Reproduce every entry word for word.

• Data supplied
■ ■ ■ ■

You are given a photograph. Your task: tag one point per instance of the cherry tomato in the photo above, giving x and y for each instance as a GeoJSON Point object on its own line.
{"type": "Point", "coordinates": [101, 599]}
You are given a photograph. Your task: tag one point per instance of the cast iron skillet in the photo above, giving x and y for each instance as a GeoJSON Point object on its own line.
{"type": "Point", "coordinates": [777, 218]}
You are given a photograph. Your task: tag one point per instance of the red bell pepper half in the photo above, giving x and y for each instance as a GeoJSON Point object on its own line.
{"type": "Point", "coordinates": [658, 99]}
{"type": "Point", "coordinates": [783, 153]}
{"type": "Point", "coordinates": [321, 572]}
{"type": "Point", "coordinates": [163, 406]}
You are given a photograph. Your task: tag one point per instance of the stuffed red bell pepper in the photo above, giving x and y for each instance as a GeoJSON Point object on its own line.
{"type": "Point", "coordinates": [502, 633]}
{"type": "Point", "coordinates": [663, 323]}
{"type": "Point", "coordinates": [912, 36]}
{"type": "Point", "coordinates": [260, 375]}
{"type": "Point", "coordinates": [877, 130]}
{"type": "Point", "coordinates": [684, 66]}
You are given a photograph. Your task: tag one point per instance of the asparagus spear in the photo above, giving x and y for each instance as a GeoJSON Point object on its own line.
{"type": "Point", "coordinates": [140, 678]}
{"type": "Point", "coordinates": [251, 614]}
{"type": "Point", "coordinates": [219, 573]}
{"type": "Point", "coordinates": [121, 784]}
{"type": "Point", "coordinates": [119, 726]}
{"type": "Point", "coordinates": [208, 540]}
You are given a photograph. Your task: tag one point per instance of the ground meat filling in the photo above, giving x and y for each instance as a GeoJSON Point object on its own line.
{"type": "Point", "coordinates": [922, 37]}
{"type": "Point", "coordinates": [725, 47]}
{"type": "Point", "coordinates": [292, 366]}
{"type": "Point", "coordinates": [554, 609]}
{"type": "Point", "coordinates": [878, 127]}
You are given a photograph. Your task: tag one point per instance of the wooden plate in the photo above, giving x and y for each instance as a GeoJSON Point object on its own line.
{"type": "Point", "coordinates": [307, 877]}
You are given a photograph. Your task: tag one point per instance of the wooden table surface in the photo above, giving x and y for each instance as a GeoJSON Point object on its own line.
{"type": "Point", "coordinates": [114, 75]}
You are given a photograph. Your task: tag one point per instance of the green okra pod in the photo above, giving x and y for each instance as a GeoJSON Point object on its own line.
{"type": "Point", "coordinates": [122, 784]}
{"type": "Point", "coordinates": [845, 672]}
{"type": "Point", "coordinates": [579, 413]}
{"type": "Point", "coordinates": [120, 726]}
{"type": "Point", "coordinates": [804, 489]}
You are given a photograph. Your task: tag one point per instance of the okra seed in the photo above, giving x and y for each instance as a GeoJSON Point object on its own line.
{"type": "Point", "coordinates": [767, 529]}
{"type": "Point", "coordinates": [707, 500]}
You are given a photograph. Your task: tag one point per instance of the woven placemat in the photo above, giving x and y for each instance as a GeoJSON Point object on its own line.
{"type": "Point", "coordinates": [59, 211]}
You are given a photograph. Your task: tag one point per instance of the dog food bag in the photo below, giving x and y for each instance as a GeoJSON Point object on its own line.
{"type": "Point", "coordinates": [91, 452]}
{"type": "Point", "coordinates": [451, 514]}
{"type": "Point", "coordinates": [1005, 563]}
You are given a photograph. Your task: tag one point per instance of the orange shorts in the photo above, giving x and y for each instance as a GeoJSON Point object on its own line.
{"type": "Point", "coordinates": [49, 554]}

■ ■ ■ ■

• Response area
You are given a photograph. Your task: tag one point per instance of the cherry tomato in the photo above, giving x and y for each instance as a GeoJSON Point object on its own line.
{"type": "Point", "coordinates": [101, 599]}
You are given a photograph. Your task: tag one point per instance of the cast iron skillet in the photo above, giving x and y for each instance as a GeoJSON Point object on its own line.
{"type": "Point", "coordinates": [777, 218]}
You are given a photograph. Your task: tag one point per instance of the red bell pepper half in the photo above, giving x and y for each instance as a GeoJSON Point object on its own line.
{"type": "Point", "coordinates": [658, 99]}
{"type": "Point", "coordinates": [783, 153]}
{"type": "Point", "coordinates": [321, 572]}
{"type": "Point", "coordinates": [163, 406]}
You are given a photograph. Your task: tag one point per instance of the stuffed red bell pepper in the photo above, giving x and y for each instance as a GeoJSON Point object on its own line.
{"type": "Point", "coordinates": [502, 633]}
{"type": "Point", "coordinates": [663, 323]}
{"type": "Point", "coordinates": [912, 36]}
{"type": "Point", "coordinates": [260, 375]}
{"type": "Point", "coordinates": [877, 130]}
{"type": "Point", "coordinates": [684, 66]}
You are given a photograph. Your task: tag one point per instance of the asparagus spear in the photo above, giving x and y for each instance as a GeoJSON Point object on its own line.
{"type": "Point", "coordinates": [140, 678]}
{"type": "Point", "coordinates": [251, 614]}
{"type": "Point", "coordinates": [219, 573]}
{"type": "Point", "coordinates": [121, 784]}
{"type": "Point", "coordinates": [119, 726]}
{"type": "Point", "coordinates": [208, 540]}
You are given a photograph. Your task: tag one point per instance of the ground meat filling in the photo above, giving x and y for each instance as a GeoJSON Point object on its own line.
{"type": "Point", "coordinates": [922, 37]}
{"type": "Point", "coordinates": [725, 47]}
{"type": "Point", "coordinates": [292, 366]}
{"type": "Point", "coordinates": [554, 609]}
{"type": "Point", "coordinates": [878, 127]}
You are given a photograph. Your task: tag one point per instance of the wooden plate in the photo above, giving x and y for each instance as a GeoJSON Point object on its own line.
{"type": "Point", "coordinates": [307, 877]}
You are given a photograph. Your task: tag one point per instance of the wooden table surface in the photo above, giving x and y for each instance as a GeoJSON Point object on its own line.
{"type": "Point", "coordinates": [114, 75]}
You are given a photograph. Your task: tag one point per instance of the green okra pod in the photo above, giving x and y for each instance as a GeoJSON Point object on its own line.
{"type": "Point", "coordinates": [122, 784]}
{"type": "Point", "coordinates": [845, 672]}
{"type": "Point", "coordinates": [579, 413]}
{"type": "Point", "coordinates": [120, 726]}
{"type": "Point", "coordinates": [804, 489]}
You are given a photograph. Your task: tag one point per instance of the okra seed in the photo above, giving x and y for each instance as a GeoJSON Point object on its own line.
{"type": "Point", "coordinates": [767, 529]}
{"type": "Point", "coordinates": [707, 500]}
You are given a photograph. Your task: tag one point per instance of the woven placemat in the photo above, giving x and y for each instance as a GeoJSON Point object on its own line.
{"type": "Point", "coordinates": [59, 211]}
You are given a photograph. Your task: tag one point per instance of the dog food bag in the photo below, giving x and y for each instance as a GeoJSON Point object on its own line.
{"type": "Point", "coordinates": [91, 452]}
{"type": "Point", "coordinates": [451, 514]}
{"type": "Point", "coordinates": [1005, 563]}
You are given a photograph. Your task: tag one point per instance of the orange shorts in the photo above, giving x and y for each instance as a GeoJSON Point object on its own line.
{"type": "Point", "coordinates": [49, 554]}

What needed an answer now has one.